# TASK BRIEF
All lines from the one containing "Target: amber turn signal lens" to the end of the entries below must be output exactly, and no other lines.

[Records from a data source]
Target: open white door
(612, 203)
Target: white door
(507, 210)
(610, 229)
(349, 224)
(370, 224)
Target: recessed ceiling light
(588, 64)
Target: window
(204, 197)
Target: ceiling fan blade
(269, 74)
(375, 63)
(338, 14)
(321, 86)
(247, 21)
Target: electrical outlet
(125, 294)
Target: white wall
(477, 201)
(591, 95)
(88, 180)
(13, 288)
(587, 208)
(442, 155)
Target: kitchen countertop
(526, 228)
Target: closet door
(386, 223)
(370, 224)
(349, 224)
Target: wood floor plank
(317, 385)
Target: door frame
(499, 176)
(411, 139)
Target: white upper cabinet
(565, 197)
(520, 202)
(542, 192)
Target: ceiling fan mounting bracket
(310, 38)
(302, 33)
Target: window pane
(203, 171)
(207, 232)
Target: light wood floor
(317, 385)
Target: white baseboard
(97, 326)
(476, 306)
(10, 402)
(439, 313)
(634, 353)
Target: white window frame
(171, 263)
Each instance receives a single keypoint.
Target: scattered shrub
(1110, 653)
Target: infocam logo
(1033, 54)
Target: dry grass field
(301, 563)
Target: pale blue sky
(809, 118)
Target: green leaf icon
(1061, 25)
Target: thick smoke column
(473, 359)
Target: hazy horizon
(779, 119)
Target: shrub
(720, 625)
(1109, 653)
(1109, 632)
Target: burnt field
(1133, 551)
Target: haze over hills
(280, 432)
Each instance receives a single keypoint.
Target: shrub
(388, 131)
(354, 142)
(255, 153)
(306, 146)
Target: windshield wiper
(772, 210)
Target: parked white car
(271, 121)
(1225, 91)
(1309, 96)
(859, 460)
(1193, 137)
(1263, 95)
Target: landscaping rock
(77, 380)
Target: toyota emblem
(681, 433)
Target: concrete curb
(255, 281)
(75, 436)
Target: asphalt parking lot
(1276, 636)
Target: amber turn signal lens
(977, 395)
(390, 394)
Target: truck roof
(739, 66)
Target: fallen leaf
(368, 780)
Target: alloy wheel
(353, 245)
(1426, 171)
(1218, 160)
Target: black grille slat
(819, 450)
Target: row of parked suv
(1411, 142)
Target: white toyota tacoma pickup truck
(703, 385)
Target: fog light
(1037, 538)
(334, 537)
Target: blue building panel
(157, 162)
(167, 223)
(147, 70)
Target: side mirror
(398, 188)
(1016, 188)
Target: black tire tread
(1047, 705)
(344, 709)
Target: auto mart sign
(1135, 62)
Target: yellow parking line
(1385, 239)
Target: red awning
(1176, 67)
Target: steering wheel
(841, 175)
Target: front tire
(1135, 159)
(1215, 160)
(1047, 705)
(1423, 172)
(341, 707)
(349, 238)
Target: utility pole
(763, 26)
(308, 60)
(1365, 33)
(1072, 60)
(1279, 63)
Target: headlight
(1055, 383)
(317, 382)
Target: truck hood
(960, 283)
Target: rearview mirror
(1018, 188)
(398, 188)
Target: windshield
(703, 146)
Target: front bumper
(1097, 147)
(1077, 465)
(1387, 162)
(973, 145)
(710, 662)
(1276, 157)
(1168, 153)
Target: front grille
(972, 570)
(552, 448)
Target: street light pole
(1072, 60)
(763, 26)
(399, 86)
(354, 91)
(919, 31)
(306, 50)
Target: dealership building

# YOUR SOLUTION
Target: amber turn signal lens
(977, 395)
(390, 394)
Target: truck roof
(739, 66)
Target: fallen leaf
(368, 780)
Target: alloy wheel
(353, 245)
(1426, 171)
(1218, 160)
Target: black grille slat
(819, 450)
Target: row of parked suv
(1411, 142)
Target: white toyota tacoma pickup truck
(703, 385)
Target: fog light
(1037, 538)
(334, 537)
Target: blue building panel
(157, 162)
(167, 223)
(147, 70)
Target: side mirror
(398, 188)
(1016, 188)
Target: black tire tread
(1047, 705)
(344, 709)
Target: auto mart sign
(1135, 62)
Target: yellow parking line
(1385, 239)
Target: red awning
(1176, 67)
Target: steering wheel
(841, 175)
Target: front tire
(1135, 159)
(1215, 160)
(1047, 705)
(1423, 172)
(341, 707)
(349, 238)
Target: utility pole
(763, 26)
(308, 60)
(1365, 33)
(1072, 60)
(1279, 63)
Target: headlight
(1055, 383)
(317, 382)
Target: truck hood
(960, 283)
Target: rearview mirror
(1018, 188)
(398, 188)
Target: windshield
(703, 146)
Target: front bumper
(1097, 147)
(1077, 465)
(1387, 162)
(973, 145)
(710, 662)
(1276, 157)
(1168, 153)
Target: front grille
(972, 570)
(552, 448)
Target: street light pole
(1072, 60)
(763, 26)
(399, 86)
(354, 91)
(919, 31)
(306, 50)
Target: dealership building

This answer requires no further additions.